--- INFORMATION SHOWN ---
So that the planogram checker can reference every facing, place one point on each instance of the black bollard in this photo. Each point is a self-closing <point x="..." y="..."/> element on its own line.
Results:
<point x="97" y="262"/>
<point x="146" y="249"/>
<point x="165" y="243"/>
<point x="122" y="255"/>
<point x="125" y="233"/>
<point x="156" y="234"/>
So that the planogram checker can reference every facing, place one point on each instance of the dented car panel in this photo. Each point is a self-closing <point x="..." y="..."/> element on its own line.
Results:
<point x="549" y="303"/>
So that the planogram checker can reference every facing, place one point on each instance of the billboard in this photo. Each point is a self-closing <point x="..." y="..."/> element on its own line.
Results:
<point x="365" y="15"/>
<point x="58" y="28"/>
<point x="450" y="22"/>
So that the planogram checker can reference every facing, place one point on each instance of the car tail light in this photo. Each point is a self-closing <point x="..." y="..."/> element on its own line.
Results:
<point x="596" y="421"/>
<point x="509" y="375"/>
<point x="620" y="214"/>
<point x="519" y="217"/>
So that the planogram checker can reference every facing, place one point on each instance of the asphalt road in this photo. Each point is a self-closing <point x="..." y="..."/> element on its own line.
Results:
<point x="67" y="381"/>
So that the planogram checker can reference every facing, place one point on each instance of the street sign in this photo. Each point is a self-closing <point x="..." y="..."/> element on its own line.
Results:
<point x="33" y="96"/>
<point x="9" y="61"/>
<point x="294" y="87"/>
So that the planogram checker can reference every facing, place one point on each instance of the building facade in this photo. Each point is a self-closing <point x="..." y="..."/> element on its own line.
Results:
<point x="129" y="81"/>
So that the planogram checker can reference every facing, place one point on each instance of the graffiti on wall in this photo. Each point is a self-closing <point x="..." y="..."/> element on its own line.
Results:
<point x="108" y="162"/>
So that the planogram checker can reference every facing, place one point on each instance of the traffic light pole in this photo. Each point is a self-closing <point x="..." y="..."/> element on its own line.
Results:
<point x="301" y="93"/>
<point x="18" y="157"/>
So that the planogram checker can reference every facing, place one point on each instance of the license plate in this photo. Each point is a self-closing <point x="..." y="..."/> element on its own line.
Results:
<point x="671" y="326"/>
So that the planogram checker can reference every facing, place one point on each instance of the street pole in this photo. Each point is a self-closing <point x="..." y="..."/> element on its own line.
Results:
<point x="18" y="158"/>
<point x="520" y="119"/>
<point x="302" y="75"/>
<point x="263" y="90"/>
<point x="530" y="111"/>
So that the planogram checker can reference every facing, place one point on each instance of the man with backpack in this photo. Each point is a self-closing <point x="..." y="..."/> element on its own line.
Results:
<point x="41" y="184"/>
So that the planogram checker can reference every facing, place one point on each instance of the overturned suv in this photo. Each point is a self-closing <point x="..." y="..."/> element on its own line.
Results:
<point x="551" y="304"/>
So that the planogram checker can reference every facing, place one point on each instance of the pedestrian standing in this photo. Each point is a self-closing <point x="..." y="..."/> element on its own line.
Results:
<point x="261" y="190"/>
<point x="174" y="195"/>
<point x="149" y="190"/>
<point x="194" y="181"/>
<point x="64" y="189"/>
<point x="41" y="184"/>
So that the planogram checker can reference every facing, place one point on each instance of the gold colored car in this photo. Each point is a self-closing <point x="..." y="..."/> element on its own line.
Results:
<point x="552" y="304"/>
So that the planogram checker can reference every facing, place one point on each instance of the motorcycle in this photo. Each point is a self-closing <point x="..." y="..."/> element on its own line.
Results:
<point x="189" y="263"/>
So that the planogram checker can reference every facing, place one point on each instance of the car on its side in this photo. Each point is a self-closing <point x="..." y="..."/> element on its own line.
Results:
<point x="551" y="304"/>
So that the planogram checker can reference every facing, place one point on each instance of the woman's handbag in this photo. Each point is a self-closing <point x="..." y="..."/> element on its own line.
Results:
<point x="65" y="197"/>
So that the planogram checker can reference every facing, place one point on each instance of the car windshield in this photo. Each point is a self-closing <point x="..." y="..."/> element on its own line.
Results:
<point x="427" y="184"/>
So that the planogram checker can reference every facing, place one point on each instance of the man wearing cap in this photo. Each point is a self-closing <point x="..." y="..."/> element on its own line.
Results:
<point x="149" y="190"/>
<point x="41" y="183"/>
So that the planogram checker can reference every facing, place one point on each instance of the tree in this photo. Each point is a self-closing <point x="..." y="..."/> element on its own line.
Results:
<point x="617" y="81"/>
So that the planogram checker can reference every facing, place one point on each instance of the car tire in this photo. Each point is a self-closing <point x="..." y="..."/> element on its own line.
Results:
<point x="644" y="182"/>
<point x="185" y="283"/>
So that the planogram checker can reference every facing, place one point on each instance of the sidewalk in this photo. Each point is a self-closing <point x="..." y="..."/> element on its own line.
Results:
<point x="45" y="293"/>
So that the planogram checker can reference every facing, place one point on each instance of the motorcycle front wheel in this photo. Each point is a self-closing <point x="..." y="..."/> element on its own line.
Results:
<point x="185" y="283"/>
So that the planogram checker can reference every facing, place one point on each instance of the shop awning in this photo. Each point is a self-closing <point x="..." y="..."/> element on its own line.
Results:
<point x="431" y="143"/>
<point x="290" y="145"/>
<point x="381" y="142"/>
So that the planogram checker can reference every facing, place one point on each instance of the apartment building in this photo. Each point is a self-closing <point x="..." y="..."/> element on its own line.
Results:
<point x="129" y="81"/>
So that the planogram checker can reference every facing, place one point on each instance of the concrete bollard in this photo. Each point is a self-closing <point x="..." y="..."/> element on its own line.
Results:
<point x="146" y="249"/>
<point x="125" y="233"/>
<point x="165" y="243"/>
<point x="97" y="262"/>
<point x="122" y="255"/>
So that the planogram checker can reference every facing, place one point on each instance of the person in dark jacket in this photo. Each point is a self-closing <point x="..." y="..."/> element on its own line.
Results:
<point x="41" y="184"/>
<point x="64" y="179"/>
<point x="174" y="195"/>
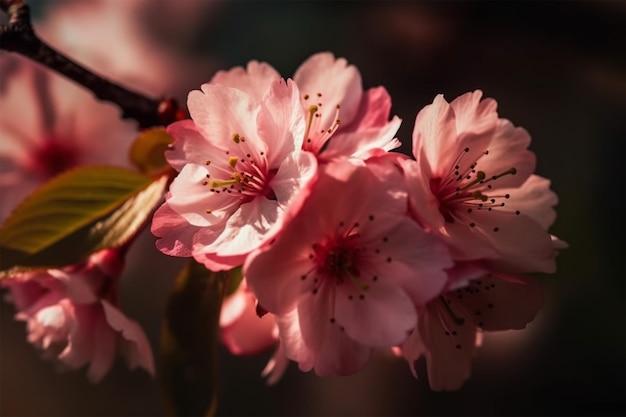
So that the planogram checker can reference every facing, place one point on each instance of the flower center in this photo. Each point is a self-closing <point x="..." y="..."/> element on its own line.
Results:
<point x="245" y="175"/>
<point x="470" y="190"/>
<point x="51" y="158"/>
<point x="336" y="257"/>
<point x="317" y="135"/>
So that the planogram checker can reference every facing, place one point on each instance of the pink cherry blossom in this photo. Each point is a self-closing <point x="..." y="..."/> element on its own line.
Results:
<point x="72" y="314"/>
<point x="49" y="125"/>
<point x="240" y="167"/>
<point x="472" y="184"/>
<point x="451" y="325"/>
<point x="347" y="271"/>
<point x="335" y="105"/>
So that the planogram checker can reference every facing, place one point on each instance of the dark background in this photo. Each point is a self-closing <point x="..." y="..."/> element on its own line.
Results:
<point x="555" y="68"/>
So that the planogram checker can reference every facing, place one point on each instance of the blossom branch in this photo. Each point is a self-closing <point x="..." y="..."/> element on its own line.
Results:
<point x="19" y="36"/>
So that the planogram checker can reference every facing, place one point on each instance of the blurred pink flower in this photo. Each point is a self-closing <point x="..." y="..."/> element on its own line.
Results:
<point x="85" y="30"/>
<point x="472" y="184"/>
<point x="347" y="272"/>
<point x="240" y="167"/>
<point x="49" y="125"/>
<point x="72" y="314"/>
<point x="336" y="106"/>
<point x="451" y="326"/>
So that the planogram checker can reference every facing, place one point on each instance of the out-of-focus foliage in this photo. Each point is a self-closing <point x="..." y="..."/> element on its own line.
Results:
<point x="147" y="152"/>
<point x="75" y="214"/>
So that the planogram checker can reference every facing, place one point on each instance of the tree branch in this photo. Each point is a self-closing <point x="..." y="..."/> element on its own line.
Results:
<point x="19" y="36"/>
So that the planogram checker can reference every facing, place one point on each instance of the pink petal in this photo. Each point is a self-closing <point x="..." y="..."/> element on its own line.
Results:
<point x="191" y="199"/>
<point x="104" y="342"/>
<point x="522" y="244"/>
<point x="219" y="112"/>
<point x="218" y="263"/>
<point x="473" y="114"/>
<point x="249" y="334"/>
<point x="508" y="149"/>
<point x="434" y="136"/>
<point x="246" y="228"/>
<point x="378" y="317"/>
<point x="498" y="302"/>
<point x="374" y="110"/>
<point x="294" y="176"/>
<point x="409" y="257"/>
<point x="335" y="353"/>
<point x="362" y="143"/>
<point x="273" y="273"/>
<point x="80" y="348"/>
<point x="336" y="81"/>
<point x="138" y="352"/>
<point x="174" y="232"/>
<point x="189" y="145"/>
<point x="411" y="349"/>
<point x="276" y="366"/>
<point x="281" y="122"/>
<point x="534" y="199"/>
<point x="291" y="341"/>
<point x="449" y="346"/>
<point x="254" y="79"/>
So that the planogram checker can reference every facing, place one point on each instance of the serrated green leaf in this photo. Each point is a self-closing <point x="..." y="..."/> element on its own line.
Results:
<point x="189" y="341"/>
<point x="84" y="210"/>
<point x="148" y="151"/>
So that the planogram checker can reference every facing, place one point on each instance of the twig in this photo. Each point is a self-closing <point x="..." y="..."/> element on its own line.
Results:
<point x="19" y="36"/>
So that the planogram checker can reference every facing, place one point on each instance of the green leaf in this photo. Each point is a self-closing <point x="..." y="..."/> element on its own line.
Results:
<point x="148" y="151"/>
<point x="189" y="341"/>
<point x="75" y="214"/>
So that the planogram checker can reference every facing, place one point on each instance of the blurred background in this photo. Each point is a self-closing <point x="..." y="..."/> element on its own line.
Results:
<point x="555" y="68"/>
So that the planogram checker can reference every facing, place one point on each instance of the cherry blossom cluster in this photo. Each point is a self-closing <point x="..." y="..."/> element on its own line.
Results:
<point x="345" y="245"/>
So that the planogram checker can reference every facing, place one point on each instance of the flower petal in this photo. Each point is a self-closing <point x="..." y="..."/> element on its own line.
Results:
<point x="449" y="346"/>
<point x="331" y="82"/>
<point x="334" y="351"/>
<point x="533" y="199"/>
<point x="498" y="302"/>
<point x="189" y="145"/>
<point x="281" y="122"/>
<point x="378" y="317"/>
<point x="137" y="351"/>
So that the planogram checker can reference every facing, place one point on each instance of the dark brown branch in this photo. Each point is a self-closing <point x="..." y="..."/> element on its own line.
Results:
<point x="18" y="36"/>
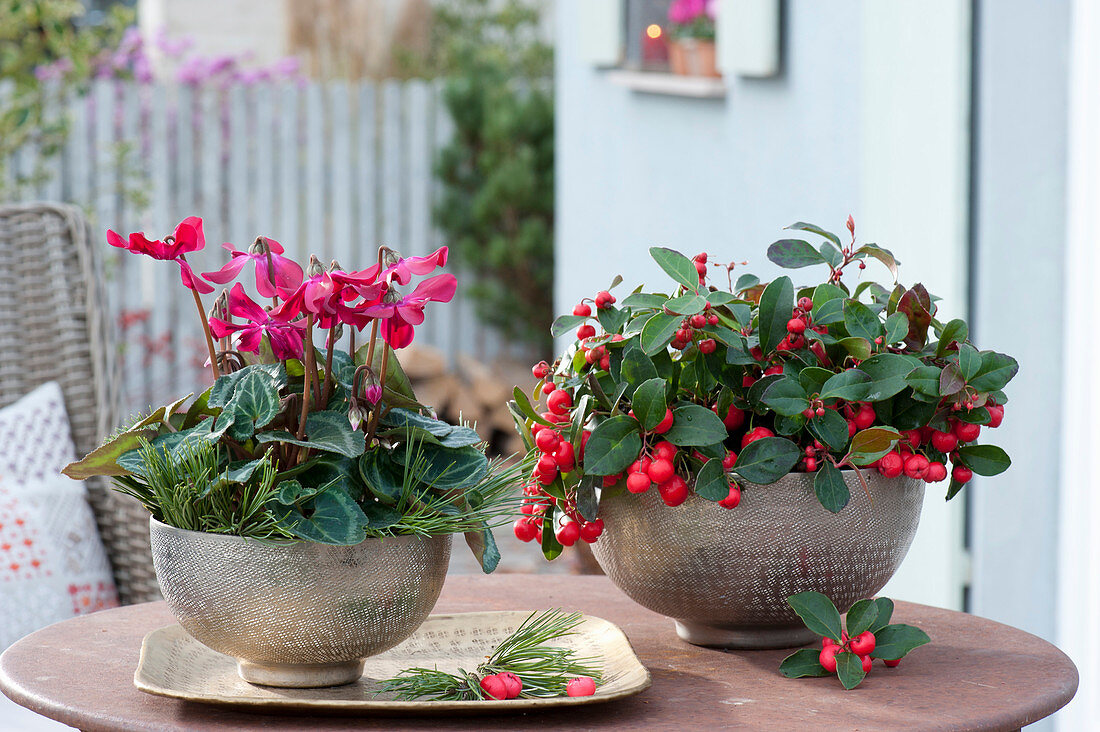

--- DIRECTIONS ---
Out of the data above, transcribe exactly and only the lines starting with the line that has "of the gold" and going on through the line that has "the car windshield", both included.

--- OUTPUT OF THE EXERCISE ---
So that the planogram checker can reference every facing, place one point on each instance of the gold colored car in this photo. Each point is a self-closing <point x="..." y="..."/> element on its own line.
Results:
<point x="552" y="304"/>
So that the planogram checker can reference every facing, place one point on each instance of the motorcycle in this photo. Each point is a self-closing <point x="..." y="..."/> element on its own line.
Results:
<point x="189" y="263"/>
So that the planogram checker can reference every facing, place one point on each instance of the car on its side in this photo. Each point is a self-closing <point x="..." y="..."/> element on its own line.
Results:
<point x="551" y="304"/>
So that the planogram checker can reference every facing, place one point on each instance of the woman's handbag in this photo. Each point is a self-closing <point x="..." y="..."/> element on its own line.
Results:
<point x="65" y="197"/>
So that the planogram checker can reference every facing, place one point on each instance of the car windshield in this photo. Each point is a self-closing <point x="..." y="..."/> element on its own line.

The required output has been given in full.